**Brief 1:**
List each technology that the email about changebars in DocBook documents joins with plus signs.
**Brief 2:**
Carry the email about changebars in DocBook documents further, picking up after its final sentence.

**Text to read:**
2000-07-04 Thread Jeff Waugh

From "The Man" himself (who's an Emacs kinda guy),


- Forwarded message from Norman Walsh [EMAIL PROTECTED] -

Date: 02 Jul 2000 17:12:21 -0400
From: Norman Walsh [EMAIL PROTECTED]
To: [EMAIL PROTECTED]
Reply-To: [EMAIL PROTECTED]
Subject: Re: DOCBOOK: Denoting change in a DocBook document
User-Agent: Gnus/5.0803 (Gnus v5.8.3) Emacs/20.6

/ Jeff Waugh [EMAIL PROTECTED] was heard to say:
| Surely some of the documentors on this list would be presenting long DocBook
| documents to traditional editors - what's your solution?

Changebars are an exceptionally thorny problem. I don't know of any
good, general solution. It's possible that

  XPointer+XLink+XSL+CVS+diff+"SMOP"

is enough technology to make a pretty good stab at the problem, but
it'll require some inventiveness.

**Information provided:**
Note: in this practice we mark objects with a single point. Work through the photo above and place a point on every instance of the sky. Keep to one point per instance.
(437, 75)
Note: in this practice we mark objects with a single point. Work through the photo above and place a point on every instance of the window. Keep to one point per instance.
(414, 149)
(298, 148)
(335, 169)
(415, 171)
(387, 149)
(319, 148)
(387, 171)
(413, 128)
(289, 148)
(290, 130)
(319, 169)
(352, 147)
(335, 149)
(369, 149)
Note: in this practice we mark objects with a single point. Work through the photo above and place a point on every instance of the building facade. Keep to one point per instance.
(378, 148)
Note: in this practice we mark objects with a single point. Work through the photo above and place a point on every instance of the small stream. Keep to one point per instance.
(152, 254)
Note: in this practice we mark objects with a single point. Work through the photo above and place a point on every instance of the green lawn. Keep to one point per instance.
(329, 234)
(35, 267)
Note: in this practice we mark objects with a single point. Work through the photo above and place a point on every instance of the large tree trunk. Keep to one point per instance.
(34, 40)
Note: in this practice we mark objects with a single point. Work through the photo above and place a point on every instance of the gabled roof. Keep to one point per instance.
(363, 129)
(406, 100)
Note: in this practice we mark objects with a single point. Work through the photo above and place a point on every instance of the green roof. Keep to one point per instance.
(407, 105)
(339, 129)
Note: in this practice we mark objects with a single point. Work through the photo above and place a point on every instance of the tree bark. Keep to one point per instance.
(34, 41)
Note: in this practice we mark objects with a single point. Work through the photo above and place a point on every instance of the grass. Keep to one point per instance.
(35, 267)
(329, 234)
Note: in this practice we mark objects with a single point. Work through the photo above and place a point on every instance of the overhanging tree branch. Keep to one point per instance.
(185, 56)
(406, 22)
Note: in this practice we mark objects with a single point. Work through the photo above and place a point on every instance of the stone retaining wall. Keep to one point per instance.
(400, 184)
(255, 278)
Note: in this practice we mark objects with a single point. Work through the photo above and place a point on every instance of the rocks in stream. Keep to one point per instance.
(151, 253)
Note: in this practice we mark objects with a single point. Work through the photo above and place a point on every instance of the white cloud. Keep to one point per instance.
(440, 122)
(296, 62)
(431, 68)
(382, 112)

**Final result 1:**
XPointer, XLink, XSL, CVS, diff, "SMOP"

**Final result 2:**
Keep in mind that there are two flavors of changebars. The "show me
what has changed between these two versions" is SMOP (simple matter of
programming). The other, more legalistic flavor, where you want a
record of the fact that someone deleted a word and then added the same
word back, requires an editing tool to keep track of what you change.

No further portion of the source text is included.